## START RECORD LIST

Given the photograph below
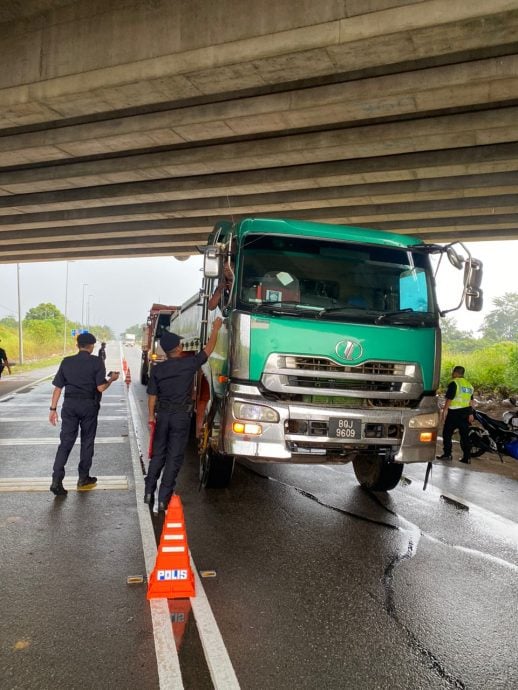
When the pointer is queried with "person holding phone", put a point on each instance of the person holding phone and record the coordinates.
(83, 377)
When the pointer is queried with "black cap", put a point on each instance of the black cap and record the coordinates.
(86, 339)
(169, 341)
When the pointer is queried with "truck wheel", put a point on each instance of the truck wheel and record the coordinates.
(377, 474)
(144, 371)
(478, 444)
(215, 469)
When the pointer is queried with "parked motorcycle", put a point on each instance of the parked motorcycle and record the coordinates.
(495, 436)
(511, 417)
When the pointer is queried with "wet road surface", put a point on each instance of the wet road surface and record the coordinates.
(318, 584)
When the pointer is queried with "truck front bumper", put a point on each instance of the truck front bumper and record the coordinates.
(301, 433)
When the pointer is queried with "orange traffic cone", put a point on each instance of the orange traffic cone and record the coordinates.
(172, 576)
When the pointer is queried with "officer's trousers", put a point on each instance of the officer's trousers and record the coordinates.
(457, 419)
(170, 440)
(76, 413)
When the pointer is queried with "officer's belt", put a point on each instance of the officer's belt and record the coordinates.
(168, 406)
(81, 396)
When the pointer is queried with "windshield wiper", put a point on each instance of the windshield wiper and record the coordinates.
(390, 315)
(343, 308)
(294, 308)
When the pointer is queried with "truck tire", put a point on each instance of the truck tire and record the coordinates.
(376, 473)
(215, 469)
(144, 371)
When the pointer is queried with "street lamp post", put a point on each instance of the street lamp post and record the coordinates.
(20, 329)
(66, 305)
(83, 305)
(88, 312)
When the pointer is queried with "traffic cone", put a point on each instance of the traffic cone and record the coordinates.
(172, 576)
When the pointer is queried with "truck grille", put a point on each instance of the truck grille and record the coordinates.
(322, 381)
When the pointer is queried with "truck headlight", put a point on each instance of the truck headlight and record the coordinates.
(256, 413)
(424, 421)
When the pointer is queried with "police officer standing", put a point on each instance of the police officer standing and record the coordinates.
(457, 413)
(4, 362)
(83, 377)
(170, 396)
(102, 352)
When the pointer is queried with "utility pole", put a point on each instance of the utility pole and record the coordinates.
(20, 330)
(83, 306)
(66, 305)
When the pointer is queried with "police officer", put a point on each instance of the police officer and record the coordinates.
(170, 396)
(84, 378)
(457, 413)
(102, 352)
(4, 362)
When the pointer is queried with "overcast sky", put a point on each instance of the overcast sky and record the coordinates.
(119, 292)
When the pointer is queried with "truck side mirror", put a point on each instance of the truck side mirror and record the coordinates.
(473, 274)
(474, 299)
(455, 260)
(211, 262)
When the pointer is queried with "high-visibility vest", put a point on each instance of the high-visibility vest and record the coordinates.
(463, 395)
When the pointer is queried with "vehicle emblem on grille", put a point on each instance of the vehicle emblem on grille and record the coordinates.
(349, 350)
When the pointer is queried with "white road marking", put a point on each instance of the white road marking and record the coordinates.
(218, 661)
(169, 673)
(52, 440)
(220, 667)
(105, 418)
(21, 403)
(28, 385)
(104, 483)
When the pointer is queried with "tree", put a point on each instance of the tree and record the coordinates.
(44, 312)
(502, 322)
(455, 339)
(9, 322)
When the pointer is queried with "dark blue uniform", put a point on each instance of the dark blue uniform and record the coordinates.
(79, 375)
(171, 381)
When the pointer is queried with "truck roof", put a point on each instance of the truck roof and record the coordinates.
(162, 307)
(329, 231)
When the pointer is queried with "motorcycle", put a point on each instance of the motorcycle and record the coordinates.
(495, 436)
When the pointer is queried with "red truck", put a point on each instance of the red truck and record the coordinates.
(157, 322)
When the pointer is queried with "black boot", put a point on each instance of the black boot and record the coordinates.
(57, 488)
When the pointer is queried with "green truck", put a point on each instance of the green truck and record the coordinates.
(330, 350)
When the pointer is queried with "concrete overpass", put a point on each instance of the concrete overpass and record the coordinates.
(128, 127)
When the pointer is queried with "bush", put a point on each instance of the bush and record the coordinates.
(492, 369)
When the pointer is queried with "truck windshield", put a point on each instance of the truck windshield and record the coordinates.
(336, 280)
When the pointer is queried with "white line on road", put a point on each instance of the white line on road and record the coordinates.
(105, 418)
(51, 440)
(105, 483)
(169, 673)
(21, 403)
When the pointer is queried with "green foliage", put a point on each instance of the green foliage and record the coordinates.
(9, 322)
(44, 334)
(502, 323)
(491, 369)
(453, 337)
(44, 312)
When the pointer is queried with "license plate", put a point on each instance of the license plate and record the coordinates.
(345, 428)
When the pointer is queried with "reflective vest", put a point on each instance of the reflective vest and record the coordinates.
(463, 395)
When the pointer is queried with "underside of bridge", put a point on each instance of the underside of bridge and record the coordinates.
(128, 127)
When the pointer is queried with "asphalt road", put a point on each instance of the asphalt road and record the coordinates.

## END RECORD LIST

- [EXERCISE OBJECTIVE]:
Copy out the lines of the records from the one containing "plate and record the coordinates." through the end of the records, both included, without changing anything.

- [SOLUTION FOR THIS TASK]:
When the pointer is queried with "license plate", put a point on each instance of the license plate and record the coordinates.
(345, 428)
When the pointer is queried with "reflective vest", put a point on each instance of the reflective vest and record the coordinates.
(463, 395)
When the pointer is queried with "underside of bridge", put a point on each instance of the underside of bridge and record the coordinates.
(128, 127)
When the pointer is queried with "asphalt road", put a point on each instance of the asphalt road and record the coordinates.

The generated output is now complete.